Arlington is a village and civil parish in the Wealden district of East Sussex, England. The parish is on the River Cuckmere, and is the location of a medieval priory, a reservoir and a car racetrack.

==History==
Arlington is recorded in the Domesday Book of 1086 when it comprised five households and ploughing lands,
but the area has been settled since Anglo-Saxon times. It is suggested that the wooden church in Arlington built by them, having been destroyed by invaders, was later rebuilt with bricks from the nearby Roman road. Apart from the Anglo-Saxon type of quoin stones, the church shows a splayed window of Anglo-Saxon type next to the porch. Supporting an early date is the dedication of the church to St Pancras, the Roman martyr, relics of whom were given to one of the Anglo-Saxon kings: he was reputed to be a teenager when put to death in one of the Roman persecutions of Christians. There is a statue of this saint in the RC church at Lewes: it is reasonable, therefore, to suppose that the church at Arlington dates from early in the Anglo-Saxon period. It was enlarged in the 13th century. Michelham Priory, at Upper Dicker, was founded by the Augustinians in 1229. Today it is a tourist site.

==Geography==
Arlington village stands above the left bank of the River Cuckmere. The parish includes the two villages of Arlington and Upper Dicker. It is on a minor road leading north from the A27 road between Polegate and Lewes, and near
Berwick railway station on the East Coastway Line. The village of Upper Dicker, the site of a medieval trade centre (Dicker = barter), is on the river, 1+1/2 mi to the north.
-- -- --
▸ **Questions on the material**
[a] Reproduce the Arlington article word for word from "Arlington is a" to "a car racetrack.".
[b] Decide whether each statement agrees with the Arlington article, answering yes or no and quoting the words that settle it: (i) Michelham Priory was founded by the Augustinians in 1229; (ii) the Domesday Book records Arlington as having ten households; (iii) Upper Dicker lies to the south of Arlington.
[c] Go on with the article on Arlington, picking up after its final sentence.

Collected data
-- -- --
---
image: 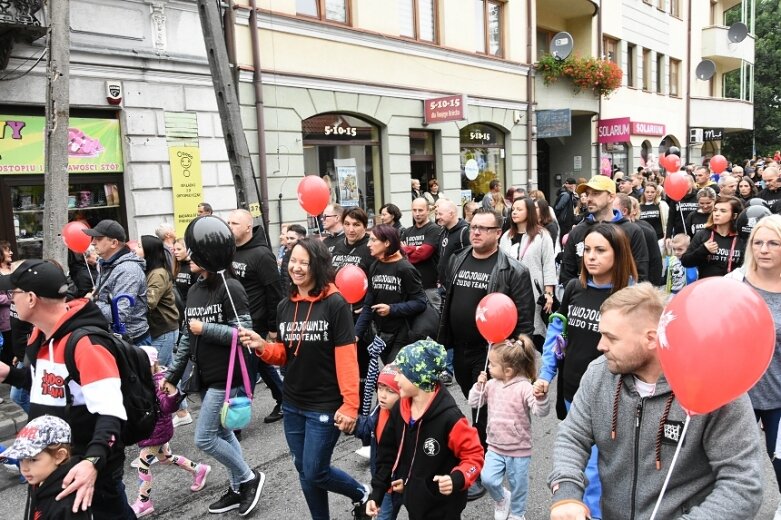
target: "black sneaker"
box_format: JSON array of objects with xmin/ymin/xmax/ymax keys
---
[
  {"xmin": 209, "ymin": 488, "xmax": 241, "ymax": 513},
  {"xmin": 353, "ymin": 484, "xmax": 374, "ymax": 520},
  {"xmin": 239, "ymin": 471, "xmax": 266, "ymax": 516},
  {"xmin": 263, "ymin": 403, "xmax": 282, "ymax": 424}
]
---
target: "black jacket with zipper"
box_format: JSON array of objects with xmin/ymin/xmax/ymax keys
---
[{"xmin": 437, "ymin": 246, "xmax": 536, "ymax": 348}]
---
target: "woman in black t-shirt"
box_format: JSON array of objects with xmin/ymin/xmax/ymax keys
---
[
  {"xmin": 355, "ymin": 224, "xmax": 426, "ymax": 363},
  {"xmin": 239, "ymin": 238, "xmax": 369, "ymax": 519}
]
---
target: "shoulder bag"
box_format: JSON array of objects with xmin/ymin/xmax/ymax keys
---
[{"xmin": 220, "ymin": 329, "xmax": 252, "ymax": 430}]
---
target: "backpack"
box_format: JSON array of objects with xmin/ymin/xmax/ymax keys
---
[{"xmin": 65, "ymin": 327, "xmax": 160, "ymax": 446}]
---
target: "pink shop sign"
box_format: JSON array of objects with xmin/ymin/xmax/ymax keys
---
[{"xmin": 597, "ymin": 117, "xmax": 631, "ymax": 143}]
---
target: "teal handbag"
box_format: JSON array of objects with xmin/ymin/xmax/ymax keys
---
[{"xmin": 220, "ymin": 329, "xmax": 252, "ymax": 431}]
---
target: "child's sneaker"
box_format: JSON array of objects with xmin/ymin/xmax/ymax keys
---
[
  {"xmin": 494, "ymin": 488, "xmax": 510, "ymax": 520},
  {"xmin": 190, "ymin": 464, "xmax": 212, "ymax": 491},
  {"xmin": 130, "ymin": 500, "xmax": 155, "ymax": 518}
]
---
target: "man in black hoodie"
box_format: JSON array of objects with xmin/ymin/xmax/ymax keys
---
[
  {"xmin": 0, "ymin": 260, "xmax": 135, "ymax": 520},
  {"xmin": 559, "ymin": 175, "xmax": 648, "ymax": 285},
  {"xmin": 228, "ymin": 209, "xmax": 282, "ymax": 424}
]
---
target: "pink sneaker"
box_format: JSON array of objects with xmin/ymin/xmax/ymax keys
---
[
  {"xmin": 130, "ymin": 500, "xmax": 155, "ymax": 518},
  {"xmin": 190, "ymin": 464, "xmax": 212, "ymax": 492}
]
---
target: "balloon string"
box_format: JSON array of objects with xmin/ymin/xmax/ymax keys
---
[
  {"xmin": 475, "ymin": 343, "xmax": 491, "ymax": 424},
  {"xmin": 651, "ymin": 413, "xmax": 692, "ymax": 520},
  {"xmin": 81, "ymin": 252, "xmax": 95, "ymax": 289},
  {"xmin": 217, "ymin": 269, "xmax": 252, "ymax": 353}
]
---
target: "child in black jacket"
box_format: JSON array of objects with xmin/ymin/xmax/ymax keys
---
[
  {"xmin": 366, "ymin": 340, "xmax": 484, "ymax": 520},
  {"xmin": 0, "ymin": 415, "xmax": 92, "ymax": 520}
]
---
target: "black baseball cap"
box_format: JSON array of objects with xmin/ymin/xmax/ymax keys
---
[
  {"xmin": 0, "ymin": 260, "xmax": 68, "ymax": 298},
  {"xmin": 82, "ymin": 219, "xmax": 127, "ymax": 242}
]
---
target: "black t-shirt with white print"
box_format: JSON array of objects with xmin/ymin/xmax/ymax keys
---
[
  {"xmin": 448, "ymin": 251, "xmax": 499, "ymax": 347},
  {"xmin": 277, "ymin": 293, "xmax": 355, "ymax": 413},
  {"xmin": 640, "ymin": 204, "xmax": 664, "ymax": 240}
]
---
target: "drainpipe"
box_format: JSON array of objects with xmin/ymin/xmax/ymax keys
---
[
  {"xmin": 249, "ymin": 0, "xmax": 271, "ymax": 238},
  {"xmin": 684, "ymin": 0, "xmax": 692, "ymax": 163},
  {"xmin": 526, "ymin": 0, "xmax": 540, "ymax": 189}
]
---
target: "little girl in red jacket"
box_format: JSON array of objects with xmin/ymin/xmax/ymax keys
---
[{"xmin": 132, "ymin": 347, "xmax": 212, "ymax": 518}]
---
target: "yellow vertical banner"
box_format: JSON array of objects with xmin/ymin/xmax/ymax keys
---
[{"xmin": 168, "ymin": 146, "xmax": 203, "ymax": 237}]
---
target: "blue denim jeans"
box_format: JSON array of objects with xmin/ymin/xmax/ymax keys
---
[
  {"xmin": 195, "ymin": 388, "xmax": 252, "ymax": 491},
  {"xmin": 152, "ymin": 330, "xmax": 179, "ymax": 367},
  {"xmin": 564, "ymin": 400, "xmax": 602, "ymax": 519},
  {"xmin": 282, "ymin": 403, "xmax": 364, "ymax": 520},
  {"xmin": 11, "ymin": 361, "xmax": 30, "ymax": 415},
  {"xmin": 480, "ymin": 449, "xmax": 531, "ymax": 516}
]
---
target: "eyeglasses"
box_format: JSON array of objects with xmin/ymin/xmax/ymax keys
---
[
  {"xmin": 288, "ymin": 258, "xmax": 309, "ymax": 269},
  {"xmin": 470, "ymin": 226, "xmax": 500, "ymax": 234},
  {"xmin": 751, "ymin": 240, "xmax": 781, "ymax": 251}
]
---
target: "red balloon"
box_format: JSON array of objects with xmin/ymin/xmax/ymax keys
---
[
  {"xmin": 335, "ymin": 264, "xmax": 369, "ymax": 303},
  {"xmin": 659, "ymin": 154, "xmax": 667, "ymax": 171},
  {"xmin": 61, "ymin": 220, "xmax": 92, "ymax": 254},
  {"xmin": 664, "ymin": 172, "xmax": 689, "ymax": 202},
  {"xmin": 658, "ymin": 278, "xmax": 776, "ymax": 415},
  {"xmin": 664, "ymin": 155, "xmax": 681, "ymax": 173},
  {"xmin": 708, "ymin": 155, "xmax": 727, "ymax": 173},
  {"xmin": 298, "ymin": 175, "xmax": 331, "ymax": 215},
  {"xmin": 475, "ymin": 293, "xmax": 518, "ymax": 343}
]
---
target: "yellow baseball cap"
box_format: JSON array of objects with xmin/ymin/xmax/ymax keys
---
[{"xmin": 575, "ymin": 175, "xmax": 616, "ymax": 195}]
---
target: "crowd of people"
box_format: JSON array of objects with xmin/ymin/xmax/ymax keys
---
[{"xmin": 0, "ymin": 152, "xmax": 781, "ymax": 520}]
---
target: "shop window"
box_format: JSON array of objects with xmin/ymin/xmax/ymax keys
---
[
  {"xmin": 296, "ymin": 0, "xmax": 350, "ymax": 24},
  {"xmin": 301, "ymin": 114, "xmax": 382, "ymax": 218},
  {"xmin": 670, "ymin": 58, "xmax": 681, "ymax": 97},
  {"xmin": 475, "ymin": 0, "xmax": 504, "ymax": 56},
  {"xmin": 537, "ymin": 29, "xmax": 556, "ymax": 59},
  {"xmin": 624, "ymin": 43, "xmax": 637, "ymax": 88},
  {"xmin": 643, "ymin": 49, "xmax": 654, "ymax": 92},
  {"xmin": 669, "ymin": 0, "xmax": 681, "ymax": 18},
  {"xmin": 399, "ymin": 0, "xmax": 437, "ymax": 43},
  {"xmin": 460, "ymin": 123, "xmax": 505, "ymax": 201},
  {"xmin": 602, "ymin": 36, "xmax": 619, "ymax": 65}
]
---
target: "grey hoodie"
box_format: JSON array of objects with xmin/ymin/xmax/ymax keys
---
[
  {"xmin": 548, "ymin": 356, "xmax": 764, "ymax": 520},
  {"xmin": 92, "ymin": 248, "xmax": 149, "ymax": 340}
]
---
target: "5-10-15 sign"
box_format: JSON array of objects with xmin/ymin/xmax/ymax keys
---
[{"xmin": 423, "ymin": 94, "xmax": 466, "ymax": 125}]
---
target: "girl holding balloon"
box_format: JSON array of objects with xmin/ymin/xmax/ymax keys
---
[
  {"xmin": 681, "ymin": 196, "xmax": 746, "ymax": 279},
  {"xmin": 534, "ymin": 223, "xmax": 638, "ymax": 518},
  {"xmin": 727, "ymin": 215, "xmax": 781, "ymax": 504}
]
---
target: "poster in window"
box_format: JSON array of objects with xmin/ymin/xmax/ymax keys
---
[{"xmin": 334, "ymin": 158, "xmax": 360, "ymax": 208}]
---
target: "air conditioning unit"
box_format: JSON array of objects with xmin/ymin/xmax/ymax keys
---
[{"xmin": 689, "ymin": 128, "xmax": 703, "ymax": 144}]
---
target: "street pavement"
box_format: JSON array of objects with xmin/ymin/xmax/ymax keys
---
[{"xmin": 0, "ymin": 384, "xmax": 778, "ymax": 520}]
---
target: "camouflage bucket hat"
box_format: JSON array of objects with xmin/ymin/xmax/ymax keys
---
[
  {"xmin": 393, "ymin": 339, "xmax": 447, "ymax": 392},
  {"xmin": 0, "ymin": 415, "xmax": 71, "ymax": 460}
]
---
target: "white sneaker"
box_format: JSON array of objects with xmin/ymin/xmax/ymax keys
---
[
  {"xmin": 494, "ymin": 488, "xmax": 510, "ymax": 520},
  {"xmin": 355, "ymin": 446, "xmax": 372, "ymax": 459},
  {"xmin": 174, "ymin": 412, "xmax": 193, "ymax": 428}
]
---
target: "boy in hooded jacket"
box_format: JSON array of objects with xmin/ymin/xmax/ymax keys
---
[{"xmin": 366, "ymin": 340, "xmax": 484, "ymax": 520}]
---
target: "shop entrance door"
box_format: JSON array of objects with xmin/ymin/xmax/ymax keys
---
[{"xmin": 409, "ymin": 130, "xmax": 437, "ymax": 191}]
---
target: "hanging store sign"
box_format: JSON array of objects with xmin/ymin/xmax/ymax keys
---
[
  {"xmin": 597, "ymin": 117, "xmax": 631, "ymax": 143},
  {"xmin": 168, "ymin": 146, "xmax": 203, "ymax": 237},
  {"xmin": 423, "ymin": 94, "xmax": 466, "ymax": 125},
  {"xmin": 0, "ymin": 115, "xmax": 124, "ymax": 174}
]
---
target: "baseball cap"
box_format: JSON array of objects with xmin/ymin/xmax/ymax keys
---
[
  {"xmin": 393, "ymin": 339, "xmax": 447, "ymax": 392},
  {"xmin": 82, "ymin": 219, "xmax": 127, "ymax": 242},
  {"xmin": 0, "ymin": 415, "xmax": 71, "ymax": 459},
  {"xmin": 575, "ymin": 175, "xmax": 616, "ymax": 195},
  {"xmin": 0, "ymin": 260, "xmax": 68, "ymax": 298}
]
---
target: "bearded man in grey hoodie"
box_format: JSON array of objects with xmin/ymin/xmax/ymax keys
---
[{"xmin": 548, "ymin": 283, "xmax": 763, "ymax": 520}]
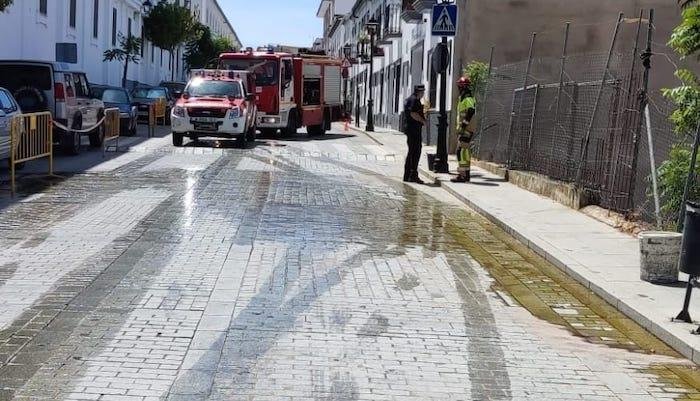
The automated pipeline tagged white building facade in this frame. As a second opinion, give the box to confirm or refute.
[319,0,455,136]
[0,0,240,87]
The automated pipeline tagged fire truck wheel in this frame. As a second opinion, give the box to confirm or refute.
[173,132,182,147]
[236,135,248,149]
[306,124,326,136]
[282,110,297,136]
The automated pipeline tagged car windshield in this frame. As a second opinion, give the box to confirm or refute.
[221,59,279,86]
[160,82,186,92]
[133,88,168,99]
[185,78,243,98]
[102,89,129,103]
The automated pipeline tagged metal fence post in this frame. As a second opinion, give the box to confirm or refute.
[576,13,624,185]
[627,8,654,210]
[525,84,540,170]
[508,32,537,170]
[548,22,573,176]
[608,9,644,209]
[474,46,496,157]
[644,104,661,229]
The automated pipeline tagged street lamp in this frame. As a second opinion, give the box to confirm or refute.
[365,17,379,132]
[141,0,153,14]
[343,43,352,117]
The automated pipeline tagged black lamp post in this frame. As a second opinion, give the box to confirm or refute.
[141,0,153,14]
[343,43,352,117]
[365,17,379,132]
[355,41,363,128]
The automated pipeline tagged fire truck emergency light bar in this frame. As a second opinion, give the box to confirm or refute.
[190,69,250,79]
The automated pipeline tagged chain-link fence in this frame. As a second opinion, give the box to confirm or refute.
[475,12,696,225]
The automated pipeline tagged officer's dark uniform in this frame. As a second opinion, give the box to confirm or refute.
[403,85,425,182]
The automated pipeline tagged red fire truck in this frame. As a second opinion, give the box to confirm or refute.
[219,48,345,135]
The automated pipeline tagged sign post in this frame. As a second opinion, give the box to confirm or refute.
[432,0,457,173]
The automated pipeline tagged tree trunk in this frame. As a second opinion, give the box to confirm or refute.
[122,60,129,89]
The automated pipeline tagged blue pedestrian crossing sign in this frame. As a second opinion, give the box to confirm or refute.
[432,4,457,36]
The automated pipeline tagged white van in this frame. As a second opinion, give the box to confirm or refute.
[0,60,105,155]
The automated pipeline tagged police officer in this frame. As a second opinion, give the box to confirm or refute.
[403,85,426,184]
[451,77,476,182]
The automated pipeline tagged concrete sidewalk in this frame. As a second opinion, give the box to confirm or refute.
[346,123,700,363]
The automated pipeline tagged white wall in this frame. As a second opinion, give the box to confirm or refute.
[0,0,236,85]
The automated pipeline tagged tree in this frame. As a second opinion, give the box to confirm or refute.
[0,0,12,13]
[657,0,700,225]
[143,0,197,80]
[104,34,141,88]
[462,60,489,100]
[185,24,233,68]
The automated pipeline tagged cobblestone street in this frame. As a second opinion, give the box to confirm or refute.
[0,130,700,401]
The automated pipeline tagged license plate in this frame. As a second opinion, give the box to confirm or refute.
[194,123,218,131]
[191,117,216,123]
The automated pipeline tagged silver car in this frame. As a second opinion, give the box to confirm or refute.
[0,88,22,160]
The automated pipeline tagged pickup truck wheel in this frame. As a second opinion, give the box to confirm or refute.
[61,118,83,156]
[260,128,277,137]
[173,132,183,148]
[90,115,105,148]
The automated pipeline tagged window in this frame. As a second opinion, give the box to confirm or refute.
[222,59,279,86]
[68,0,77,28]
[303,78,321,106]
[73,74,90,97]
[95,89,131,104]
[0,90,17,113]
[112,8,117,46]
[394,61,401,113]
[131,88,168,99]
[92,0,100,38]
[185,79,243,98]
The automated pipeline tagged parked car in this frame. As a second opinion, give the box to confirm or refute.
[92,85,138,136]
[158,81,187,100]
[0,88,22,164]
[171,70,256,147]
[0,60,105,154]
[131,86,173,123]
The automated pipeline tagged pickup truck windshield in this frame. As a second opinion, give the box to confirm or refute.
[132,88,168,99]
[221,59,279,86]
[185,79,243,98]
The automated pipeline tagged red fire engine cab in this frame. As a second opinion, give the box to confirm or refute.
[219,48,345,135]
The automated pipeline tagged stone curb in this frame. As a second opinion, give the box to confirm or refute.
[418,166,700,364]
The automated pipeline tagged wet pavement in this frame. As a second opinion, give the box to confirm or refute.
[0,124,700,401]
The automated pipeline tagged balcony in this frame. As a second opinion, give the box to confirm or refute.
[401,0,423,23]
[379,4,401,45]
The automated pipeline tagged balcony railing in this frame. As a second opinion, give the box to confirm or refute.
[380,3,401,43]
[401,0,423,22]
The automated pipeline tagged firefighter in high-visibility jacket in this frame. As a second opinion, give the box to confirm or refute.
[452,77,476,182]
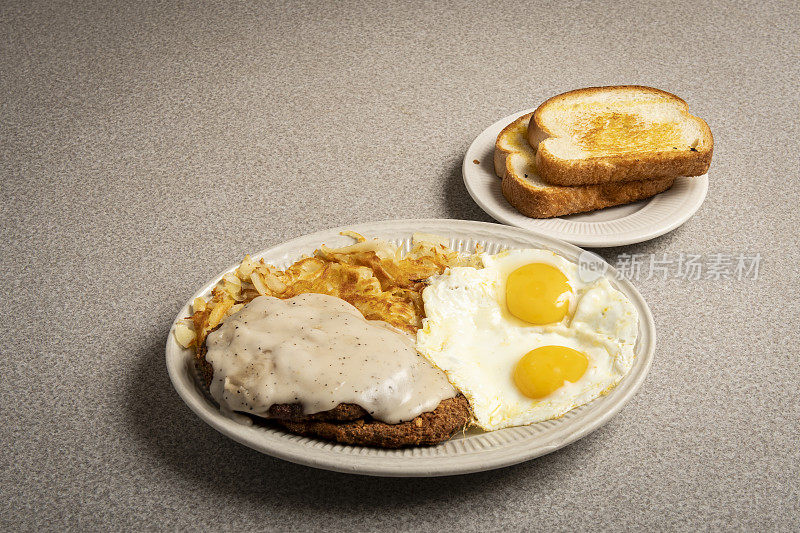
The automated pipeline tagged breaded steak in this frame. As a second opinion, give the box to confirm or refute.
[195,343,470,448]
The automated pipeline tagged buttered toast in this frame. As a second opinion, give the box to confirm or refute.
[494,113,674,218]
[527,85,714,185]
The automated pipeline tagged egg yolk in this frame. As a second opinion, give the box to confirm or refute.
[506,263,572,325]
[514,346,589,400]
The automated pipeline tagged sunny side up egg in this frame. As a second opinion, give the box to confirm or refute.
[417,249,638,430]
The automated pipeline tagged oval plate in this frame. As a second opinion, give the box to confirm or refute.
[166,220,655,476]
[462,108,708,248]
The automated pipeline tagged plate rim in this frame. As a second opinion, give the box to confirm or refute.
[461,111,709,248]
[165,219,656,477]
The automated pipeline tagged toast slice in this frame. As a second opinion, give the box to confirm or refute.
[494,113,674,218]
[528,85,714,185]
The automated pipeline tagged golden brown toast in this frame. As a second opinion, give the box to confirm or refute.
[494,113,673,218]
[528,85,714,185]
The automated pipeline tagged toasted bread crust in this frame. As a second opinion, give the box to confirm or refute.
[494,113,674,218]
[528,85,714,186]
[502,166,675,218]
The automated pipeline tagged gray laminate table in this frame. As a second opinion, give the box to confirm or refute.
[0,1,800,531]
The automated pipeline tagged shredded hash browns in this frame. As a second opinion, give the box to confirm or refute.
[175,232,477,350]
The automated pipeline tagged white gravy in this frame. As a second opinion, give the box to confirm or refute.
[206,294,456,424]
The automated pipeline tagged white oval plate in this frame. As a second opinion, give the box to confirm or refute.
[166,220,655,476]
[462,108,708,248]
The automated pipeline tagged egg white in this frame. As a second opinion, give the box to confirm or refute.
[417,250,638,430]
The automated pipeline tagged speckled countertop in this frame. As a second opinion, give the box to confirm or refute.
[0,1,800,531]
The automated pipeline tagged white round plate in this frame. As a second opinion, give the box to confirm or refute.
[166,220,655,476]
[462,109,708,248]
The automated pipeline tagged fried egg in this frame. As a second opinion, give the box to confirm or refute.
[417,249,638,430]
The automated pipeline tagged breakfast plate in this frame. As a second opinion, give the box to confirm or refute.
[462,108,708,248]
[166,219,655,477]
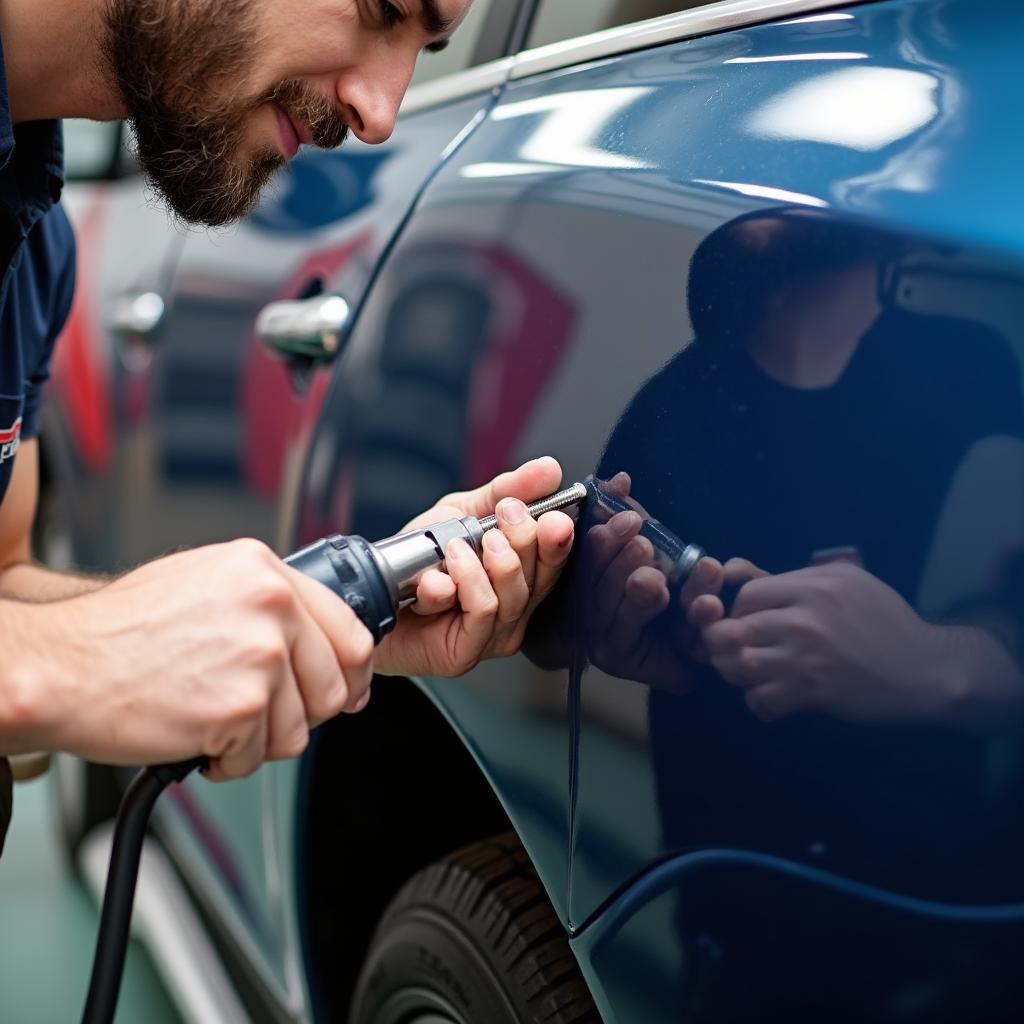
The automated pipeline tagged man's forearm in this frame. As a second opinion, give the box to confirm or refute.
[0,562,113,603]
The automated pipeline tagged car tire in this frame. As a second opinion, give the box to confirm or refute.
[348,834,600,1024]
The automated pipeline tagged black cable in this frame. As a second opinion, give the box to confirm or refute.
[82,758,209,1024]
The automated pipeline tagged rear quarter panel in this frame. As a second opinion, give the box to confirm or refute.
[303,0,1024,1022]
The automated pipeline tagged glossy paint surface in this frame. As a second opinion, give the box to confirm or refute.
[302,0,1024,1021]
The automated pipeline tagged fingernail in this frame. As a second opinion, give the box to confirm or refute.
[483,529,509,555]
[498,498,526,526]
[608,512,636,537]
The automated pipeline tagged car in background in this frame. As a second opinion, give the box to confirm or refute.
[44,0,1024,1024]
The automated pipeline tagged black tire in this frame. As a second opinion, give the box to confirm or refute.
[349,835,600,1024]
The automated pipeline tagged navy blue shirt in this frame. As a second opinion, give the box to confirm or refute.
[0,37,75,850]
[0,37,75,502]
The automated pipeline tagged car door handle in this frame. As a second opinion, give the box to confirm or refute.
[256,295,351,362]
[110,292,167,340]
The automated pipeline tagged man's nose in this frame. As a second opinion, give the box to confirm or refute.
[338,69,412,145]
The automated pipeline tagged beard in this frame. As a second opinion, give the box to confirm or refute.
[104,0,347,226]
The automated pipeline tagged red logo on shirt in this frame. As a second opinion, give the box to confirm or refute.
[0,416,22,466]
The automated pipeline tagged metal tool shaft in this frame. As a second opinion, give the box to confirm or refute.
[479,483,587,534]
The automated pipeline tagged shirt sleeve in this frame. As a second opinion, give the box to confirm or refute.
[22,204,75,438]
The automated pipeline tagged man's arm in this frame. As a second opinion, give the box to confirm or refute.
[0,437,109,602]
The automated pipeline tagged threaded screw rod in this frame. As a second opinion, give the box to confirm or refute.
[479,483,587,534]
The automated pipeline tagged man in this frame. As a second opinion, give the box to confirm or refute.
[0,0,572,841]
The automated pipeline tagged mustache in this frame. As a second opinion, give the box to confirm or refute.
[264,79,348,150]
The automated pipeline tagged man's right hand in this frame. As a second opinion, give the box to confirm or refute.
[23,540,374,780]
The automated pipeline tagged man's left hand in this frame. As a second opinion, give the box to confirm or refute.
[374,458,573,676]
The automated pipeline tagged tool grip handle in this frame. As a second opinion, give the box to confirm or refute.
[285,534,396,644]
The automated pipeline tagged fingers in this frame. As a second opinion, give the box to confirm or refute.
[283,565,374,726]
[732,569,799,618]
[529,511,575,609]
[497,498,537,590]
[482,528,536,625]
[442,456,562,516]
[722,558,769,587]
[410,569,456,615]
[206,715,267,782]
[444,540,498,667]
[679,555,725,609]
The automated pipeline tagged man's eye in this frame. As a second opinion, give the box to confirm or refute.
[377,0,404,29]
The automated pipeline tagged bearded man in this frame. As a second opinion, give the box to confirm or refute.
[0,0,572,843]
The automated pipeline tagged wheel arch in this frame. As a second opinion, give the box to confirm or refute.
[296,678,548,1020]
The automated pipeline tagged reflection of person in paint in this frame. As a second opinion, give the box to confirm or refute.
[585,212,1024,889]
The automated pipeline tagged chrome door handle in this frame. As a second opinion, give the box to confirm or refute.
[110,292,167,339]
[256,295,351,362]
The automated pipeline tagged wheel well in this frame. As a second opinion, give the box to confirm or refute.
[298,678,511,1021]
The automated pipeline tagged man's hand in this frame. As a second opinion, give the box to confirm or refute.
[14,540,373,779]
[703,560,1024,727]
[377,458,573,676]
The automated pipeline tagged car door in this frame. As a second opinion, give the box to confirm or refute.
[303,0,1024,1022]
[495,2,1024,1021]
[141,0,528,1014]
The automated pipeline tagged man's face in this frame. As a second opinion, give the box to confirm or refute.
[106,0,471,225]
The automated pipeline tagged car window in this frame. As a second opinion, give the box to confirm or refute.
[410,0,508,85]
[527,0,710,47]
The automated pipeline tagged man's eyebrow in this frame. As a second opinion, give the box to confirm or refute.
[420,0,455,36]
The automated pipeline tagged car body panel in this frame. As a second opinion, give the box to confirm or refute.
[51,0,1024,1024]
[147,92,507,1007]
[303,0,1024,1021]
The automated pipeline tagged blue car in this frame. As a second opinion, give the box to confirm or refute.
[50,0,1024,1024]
-- -- --
▸ **Your responses**
[a]
Arlington is a village and civil parish in the Wealden district of East Sussex, England. The parish is on the River Cuckmere, and is the location of a medieval priory, a reservoir and a car racetrack.

[b]
(i) Yes: "Michelham Priory, at Upper Dicker, was founded by the Augustinians in 1229."
(ii) No: "it comprised five households and ploughing lands"
(iii) No: "1+1/2 mi to the north"

[c]
Arlington Reservoir, on the opposite side of the river, was opened in 1971, and supplies water to the local area, including Eastbourne. It is situated at the foot of the South Downs and is a conservation site, being both a local nature reserve and a Site of Special Scientific Interest. It is an important site for bird life, with up to 170 species breeding in the area and 10,000 migrating birds using it each year and is popular with walkers, and for horse riders and anglers.

Another SSSI within the parish is Lower Dicker, a disused quarry and an important site for the study of the palaeogeography of the Weald. Its geology of sand and sandstone indicating ancient river flows in the area.

Some wild privet of the native species can be observed growing in the hedges in winter time.
==Governance==
Locally Arlington is part of Wealden District Council.

Arlington is represented in the UK Parliament by the Lewes constituency. The current serving MP is the Liberal Democrat James MacCleary who won the seat in the 2024 general election.

==Amenities==
There are two village halls in the parish, at Arlington and Upper Dicker. That at Arlington holds a weekly Art Club and a village market. There are three public houses: The Yew Tree Inn situated near the church; The Old Oak Inn in Caneheath, a hamlet to the east of Arlington; and The Plough Inn at Upper Dicker. The barn behind the listed Old Oak Inn is roofed with very rare and unusual Broomhall (Taylor's Patent) roof tiles, made by the Broomhall Brick & Tile Co. of Blackfriars, London. Broomhall stopped trading in 1916. Arlington also has its very own Tea Garden/ Nursery on Wilbees Road. Education is provided at Park Mead Infants School; and at St Bede's Independent Boarding School, Upper Dicker. The post office at Upper Dicker (first mentioned in 1852, when a type of postmark known as an undated circle was issued), was closed in 2008.

==Religion==
Arlington parish church is dedicated to St Pancras. The church at Upper Dicker is dedicated to the Holy Trinity.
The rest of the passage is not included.